** Document text **
start

A residential lease agreement (or “rental agreement”) is a written document between a landlord and tenant that officially recognizes a legally binding relationship between the two parties. This document outlines an agreement for the renting of property and details the monthly rent, property description, in addition to the landlord and tenant’s responsibilities.

A landlord agrees to rent their property to a tenant for a fee, and the terms of the rental are described in detail in the form of a lease agreement. During the course of a lease, if either the landlord or the tenant violates any of its terms they could default and become liable for damages to the other party.

Standard residential leases should contain the following elements:

  • Premises. The space to be rented.
  • Landlord. The owner of the premise or lessor.
  • Tenant. The renter who wants to live in the premises or lessee.
  • Term. The length of time the tenant will stay at the premises.
  • Rent. The amount of money paid by the tenant.

Rental lease agreements may also be used for these dwellings:

  • Duplex
  • Townhouse
  • Room Rental
  • Mobile Home
  • Vacation Rental
  • In-law Suite
  • Other living spaces
  • Rent-to-own options

Lease vs. Rental Agreement

A rental agreement secures a tenancy for a short period of time, typically a month. Month-to-month rental agreements automatically renew each month unless the landlord or tenant provides their notice to terminate. Landlords can typically increase rent, change the terms of tenancy, or terminate the agreement on short notice. Landlords in steady rental markets often prefer month-to-month agreements. However, month-to-month tenancies mean tenant turnover which involves more work to keep the property full.

end

** Short task A **
In the entries, rewrite everything from the line containing "-- sample [861,185]." down through the last entry, putting "widest part" wherever "thickest part" occurs and leaving all else unchanged.
The entries that follow are unrelated to the lease agreement text.

** Entries supplied **

start

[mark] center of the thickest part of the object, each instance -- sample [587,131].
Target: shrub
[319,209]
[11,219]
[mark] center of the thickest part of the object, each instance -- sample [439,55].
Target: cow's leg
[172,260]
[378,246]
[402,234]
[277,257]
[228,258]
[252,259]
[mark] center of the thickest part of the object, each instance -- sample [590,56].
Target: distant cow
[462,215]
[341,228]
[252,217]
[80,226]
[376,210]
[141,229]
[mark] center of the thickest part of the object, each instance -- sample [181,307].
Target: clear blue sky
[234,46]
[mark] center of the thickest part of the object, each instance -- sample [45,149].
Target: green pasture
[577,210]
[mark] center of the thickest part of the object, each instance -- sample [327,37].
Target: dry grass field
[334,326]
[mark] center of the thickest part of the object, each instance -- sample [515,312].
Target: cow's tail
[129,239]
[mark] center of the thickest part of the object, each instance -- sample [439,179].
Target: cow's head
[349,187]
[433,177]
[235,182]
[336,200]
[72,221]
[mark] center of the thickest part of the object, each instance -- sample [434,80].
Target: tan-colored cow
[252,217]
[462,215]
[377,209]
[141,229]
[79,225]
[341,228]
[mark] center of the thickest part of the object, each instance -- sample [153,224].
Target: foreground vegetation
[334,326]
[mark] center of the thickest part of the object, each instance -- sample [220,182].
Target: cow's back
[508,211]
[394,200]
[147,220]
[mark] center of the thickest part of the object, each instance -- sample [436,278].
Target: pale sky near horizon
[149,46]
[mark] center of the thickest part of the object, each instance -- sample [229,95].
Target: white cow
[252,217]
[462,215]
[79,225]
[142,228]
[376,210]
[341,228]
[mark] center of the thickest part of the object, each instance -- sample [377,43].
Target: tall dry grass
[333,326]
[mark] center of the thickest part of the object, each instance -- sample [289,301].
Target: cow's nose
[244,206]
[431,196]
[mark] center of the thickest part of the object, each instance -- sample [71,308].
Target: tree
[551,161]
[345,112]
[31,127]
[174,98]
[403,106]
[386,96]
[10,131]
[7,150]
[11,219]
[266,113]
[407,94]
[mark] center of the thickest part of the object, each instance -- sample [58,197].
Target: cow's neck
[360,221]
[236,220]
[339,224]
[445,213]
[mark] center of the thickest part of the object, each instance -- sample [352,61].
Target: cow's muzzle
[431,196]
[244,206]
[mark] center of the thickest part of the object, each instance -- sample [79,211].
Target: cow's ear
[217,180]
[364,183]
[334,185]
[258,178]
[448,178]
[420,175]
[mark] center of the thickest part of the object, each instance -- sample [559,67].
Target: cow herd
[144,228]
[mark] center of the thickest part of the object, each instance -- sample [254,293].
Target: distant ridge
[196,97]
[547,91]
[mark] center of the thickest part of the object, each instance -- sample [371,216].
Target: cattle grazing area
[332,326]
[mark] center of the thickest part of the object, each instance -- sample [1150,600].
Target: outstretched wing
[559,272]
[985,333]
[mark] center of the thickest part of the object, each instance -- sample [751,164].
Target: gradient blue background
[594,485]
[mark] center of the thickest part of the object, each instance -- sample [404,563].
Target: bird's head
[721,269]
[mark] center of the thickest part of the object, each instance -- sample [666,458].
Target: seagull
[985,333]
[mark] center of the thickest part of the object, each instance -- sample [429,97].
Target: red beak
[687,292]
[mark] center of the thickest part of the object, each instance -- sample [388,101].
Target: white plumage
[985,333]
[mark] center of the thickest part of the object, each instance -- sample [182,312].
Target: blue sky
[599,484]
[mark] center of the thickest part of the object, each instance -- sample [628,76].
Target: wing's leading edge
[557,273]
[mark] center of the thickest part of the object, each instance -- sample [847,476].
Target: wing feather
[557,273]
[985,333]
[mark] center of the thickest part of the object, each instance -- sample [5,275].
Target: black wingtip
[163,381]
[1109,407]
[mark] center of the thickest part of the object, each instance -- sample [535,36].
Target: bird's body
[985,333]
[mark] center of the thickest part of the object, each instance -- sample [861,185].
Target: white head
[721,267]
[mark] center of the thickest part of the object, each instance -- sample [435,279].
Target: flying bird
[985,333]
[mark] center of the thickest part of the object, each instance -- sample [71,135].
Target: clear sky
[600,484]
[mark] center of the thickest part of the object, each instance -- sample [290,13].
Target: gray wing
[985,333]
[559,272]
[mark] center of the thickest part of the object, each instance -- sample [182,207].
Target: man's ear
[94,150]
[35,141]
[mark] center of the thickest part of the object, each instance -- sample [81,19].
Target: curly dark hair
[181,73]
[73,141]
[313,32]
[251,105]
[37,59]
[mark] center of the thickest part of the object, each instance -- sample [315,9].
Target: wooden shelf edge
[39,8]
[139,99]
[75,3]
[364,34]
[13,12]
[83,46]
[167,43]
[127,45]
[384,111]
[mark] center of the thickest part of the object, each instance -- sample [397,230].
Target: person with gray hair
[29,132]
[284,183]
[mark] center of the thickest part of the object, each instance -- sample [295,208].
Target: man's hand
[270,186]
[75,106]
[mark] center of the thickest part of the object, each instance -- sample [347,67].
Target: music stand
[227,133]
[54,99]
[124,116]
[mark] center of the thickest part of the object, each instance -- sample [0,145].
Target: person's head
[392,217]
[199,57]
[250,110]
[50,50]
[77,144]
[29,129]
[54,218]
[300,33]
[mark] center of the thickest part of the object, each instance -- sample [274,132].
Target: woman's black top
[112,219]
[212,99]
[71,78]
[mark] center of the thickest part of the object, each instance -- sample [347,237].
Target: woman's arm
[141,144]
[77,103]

end

** Short task B **
According to the lease agreement text, how long is the short period for which a rental agreement typically secures a tenancy?

** Expected answer A **
[mark] center of the widest part of the object, each instance -- sample [861,185].
Target: white head
[721,267]
[mark] center of the widest part of the object, each instance -- sample [435,279].
Target: flying bird
[985,333]
[mark] center of the widest part of the object, each instance -- sample [71,135].
Target: clear sky
[600,484]
[mark] center of the widest part of the object, each instance -- sample [290,13].
Target: gray wing
[985,333]
[559,272]
[mark] center of the widest part of the object, each instance -- sample [182,207].
Target: man's ear
[94,150]
[35,141]
[mark] center of the widest part of the object, each instance -- sample [81,19].
Target: curly dark hair
[181,73]
[73,141]
[313,32]
[251,105]
[37,59]
[mark] center of the widest part of the object, each instance -- sample [315,9].
Target: wooden shelf edge
[39,8]
[139,99]
[75,3]
[364,34]
[13,12]
[83,46]
[167,43]
[127,45]
[384,111]
[mark] center of the widest part of the object, each instance -- sample [397,230].
Target: person with gray hair
[29,132]
[284,183]
[mark] center of the widest part of the object, each instance -- sample [295,208].
Target: man's hand
[270,186]
[75,106]
[mark] center of the widest part of the object, each instance -- sample [347,67].
Target: music stand
[227,133]
[54,99]
[124,116]
[mark] center of the widest part of the object, each instance -- sample [0,145].
Target: person's head
[392,217]
[199,57]
[250,110]
[50,50]
[77,144]
[29,129]
[54,218]
[300,33]
[mark] center of the widest part of the object, each instance -- sample [274,132].
Target: woman's black top
[112,219]
[212,99]
[71,78]
[mark] center of the widest part of the object, each instance -- sample [347,237].
Target: woman's arm
[141,144]
[77,103]

** Expected answer B **
Typically a month.